Job>
Exactly reproduce each record listed below.

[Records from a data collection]
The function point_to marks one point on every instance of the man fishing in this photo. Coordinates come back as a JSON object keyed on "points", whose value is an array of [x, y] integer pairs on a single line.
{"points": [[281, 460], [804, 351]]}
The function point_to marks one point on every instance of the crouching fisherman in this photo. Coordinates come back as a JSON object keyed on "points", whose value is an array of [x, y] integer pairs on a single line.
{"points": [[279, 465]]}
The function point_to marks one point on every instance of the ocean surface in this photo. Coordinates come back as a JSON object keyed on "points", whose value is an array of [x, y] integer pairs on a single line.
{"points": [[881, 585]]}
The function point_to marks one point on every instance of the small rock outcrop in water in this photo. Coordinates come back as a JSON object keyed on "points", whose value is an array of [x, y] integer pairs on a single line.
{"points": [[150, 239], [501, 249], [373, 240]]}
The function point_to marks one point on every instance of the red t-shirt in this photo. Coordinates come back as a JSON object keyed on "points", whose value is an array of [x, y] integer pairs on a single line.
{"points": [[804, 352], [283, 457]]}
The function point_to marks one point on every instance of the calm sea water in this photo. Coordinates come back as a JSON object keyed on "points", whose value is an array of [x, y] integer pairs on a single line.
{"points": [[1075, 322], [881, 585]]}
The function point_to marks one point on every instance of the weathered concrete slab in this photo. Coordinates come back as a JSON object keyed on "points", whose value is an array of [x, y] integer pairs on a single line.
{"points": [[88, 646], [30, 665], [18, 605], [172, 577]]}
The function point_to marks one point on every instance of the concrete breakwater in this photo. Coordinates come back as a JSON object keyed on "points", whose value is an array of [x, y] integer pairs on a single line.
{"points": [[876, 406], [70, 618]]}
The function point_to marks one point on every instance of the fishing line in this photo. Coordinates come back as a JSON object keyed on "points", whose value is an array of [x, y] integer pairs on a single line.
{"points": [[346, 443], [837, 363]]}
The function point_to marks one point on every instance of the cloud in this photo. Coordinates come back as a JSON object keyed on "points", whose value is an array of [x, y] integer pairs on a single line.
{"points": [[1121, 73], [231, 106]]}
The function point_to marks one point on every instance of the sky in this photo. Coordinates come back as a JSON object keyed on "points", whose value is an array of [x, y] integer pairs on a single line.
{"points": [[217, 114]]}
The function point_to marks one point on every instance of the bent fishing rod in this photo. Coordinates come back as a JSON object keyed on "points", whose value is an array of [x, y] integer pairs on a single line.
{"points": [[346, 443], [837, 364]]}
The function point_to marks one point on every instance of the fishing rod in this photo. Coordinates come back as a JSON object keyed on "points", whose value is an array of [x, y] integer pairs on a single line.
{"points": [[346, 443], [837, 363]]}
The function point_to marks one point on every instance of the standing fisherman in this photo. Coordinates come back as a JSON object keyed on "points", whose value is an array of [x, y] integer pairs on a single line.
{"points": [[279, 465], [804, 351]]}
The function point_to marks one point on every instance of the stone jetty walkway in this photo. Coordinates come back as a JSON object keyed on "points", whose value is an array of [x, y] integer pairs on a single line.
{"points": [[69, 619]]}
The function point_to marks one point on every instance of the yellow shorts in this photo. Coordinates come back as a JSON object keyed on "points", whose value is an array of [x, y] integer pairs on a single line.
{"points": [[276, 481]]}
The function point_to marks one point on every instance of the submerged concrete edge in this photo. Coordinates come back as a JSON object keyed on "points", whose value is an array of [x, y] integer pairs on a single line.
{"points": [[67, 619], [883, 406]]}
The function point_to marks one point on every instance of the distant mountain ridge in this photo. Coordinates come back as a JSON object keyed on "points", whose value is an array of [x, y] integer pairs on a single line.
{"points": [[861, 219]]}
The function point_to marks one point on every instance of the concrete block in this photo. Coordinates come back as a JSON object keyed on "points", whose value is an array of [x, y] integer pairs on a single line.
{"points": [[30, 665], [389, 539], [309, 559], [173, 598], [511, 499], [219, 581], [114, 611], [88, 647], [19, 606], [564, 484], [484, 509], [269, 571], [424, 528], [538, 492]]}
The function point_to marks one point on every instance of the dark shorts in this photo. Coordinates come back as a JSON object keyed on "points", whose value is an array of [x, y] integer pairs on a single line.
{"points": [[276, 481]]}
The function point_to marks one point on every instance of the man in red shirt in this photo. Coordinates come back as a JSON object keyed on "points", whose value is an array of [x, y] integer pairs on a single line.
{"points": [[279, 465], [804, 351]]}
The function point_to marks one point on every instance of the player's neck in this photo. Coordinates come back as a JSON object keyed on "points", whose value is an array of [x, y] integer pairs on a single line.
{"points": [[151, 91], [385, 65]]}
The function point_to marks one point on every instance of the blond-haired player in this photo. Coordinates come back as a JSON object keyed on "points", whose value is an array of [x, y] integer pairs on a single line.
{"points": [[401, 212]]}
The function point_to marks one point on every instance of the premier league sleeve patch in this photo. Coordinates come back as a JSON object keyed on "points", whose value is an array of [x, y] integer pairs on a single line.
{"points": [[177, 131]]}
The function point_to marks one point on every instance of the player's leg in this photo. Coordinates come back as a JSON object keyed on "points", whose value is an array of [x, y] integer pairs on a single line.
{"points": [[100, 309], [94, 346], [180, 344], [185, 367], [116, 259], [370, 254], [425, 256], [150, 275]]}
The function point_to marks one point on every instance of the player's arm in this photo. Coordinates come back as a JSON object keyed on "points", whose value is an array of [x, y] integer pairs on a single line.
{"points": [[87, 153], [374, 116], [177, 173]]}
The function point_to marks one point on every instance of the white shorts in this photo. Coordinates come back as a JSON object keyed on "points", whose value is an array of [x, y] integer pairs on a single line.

Solved problem>
The function point_to marks one point on every instance of the man fishing in this photo. Coordinates come back as a JSON object keyed on "points", whose value is an array of [x, y] integer pairs on a single line.
{"points": [[281, 460], [804, 351]]}
The function point_to marks one point on every instance of the crouching fisherman in this photo. Coordinates come back as a JSON object keyed on "points", whose value is an array of [x, y] integer pairs on a single line.
{"points": [[279, 465]]}
The function point_to marks one point on every instance of the ocean surface in this photo. Coordinates come back as a JSON object keyed on "points", whose value is an array of [x, y] integer pairs on a single line.
{"points": [[881, 585]]}
The function point_to marks one point on every instance of the small rock outcrop in water in this photo. Coordinates come back as a JSON object keyed on "points", whose value is an array of [x, y] integer pairs on a single line.
{"points": [[150, 239], [501, 249], [373, 240]]}
The function point_to marks one point on every instance of the red t-shirt in this photo. Coordinates come back as a JSON object keyed on "points", whose value is an array of [x, y] integer pairs on a single line.
{"points": [[804, 352], [283, 457]]}
The function point_to marks one point on every instance of the calm sea water in this photo. Coordinates come back as a JSON object keyed on "points", whose value is an array of [x, y] integer pairs on a single line.
{"points": [[1075, 322], [881, 585]]}
The function point_to marks one point on every instance of the weathered concrete slab in this photo. Coordinates come back as a JSON object keyed on "points", whose value is an array of [x, y] integer pairs on a single line.
{"points": [[88, 646], [30, 665], [18, 605], [172, 577]]}
The function point_to marks one point on every instance of the concrete breakwater in this photo. Coordinates come back as a JSON object keyed on "points", whose value is an array of [x, y] integer pairs on a single line.
{"points": [[876, 406], [70, 618]]}
The function point_to marks one point on every instance of the fishing line in this photo. Coordinates come back as a JSON object keyed on "points", whose value is an array of [x, y] integer pairs on a single line.
{"points": [[346, 443], [837, 363]]}
The function point_to marks one point on every instance of the cloud in this photo. Coordinates come back as a JSON object keyed on "points", whose value is an array of [x, y] integer pairs on a single line.
{"points": [[1121, 73], [231, 106]]}
The function point_to marks one point on every instance of the sky in this photo. Coordinates come back as a JSON object keyed on "points", whose value is an array of [x, y] integer pairs on a single line.
{"points": [[217, 114]]}
The function point_to marks one point on every instance of the bent fishing rod in this photo. Coordinates come back as a JSON object keyed on "points", whose value is an array of [x, y] integer pairs on a single line.
{"points": [[346, 443], [837, 364]]}
The function point_to marks one point on every instance of the fishing rod in this photo. Coordinates come back as a JSON object keyed on "points", whose value is an array of [x, y] integer pairs on a single line.
{"points": [[346, 443], [837, 363]]}
The function point_to marks one point on every instance of the standing fisherman in this photo. Coordinates come back as a JSON object keyed on "points", whose value is an array of [x, y] integer pairs on a single line.
{"points": [[279, 465], [804, 351]]}
The function point_to marks one point on every instance of the stone jetty walkway in this photo. Coordinates come back as a JSON object keyed on "points", whose value is an array of [x, y] integer pairs on a single line.
{"points": [[69, 619]]}
The function point_to marks one point on every instance of the yellow shorts in this photo. Coordinates come back as a JSON object keyed on "points", whose value is an array of [x, y] integer pairs on a single line.
{"points": [[276, 481]]}
The function point_to marks one point on every instance of the submerged concrete edge in this photo. Coordinates come back as a JSON object keyed on "points", whose value is an array of [x, y] integer pairs on a single line.
{"points": [[67, 619], [883, 406]]}
The function point_to marks one point on every instance of the distant mountain ridge in this photo. Coordinates come back as a JSON object keyed on "points", whose value is an array of [x, y] integer pairs on a single line.
{"points": [[861, 219]]}
The function point_to marks one point on every instance of the concrete block in this photo. Coordinates come back as a JSON object keyed on "points", whose value is an array of [x, y] integer pairs on a single line.
{"points": [[30, 665], [389, 539], [309, 559], [173, 598], [511, 499], [219, 581], [114, 611], [88, 647], [19, 606], [564, 484], [484, 509], [269, 571], [424, 528], [538, 492]]}
The function point_to marks one point on every instance of the dark shorts in this photo. Coordinates come back as a JSON object keyed on "points", whose value is an array of [x, y] integer pairs on a single line.
{"points": [[276, 481]]}
The function point_to marks one point on every instance of the man in red shirt in this photo. Coordinates come back as a JSON object keyed on "points", whose value is an array of [x, y] integer pairs on a single line.
{"points": [[279, 465], [804, 351]]}
The function point_to marks one point on every instance of the player's neck in this photo. Coordinates come back as a JSON object keyed on "points", whose value is an array of [x, y] integer pairs on a single line.
{"points": [[151, 91], [385, 65]]}
The function point_to marks one point on every instance of the blond-haired player in this photo. Coordinates come back as a JSON object keyed on "points", whose value is an array of [x, y] integer pairs on a single line.
{"points": [[401, 212]]}
The function point_to marks one point on every instance of the premier league sleeve patch in this photo. Coordinates come back as a JSON object keyed on "points", whose value is an array of [x, y] integer pairs on a single line.
{"points": [[177, 131]]}
The function point_to marks one point on every instance of the player's leg in this photo. Coordinates come back as a JSON object keyed on "points", whose value is an array of [x, y] integer pairs on a single line.
{"points": [[100, 309], [94, 346], [180, 344], [185, 367], [116, 259], [370, 254], [425, 256], [150, 275]]}
The function point_to marks one point on every instance of the player's arm in this photo. Coordinates come back as a JSON object keyed on "points", whose value is an array of [x, y] integer pairs on a single line.
{"points": [[87, 153], [374, 116], [177, 173]]}
The function point_to marks one point on every instance of the white shorts in this photo. Coordinates come back as a JSON object keyed on "points", whose value is an array of [x, y] integer pairs on a single line.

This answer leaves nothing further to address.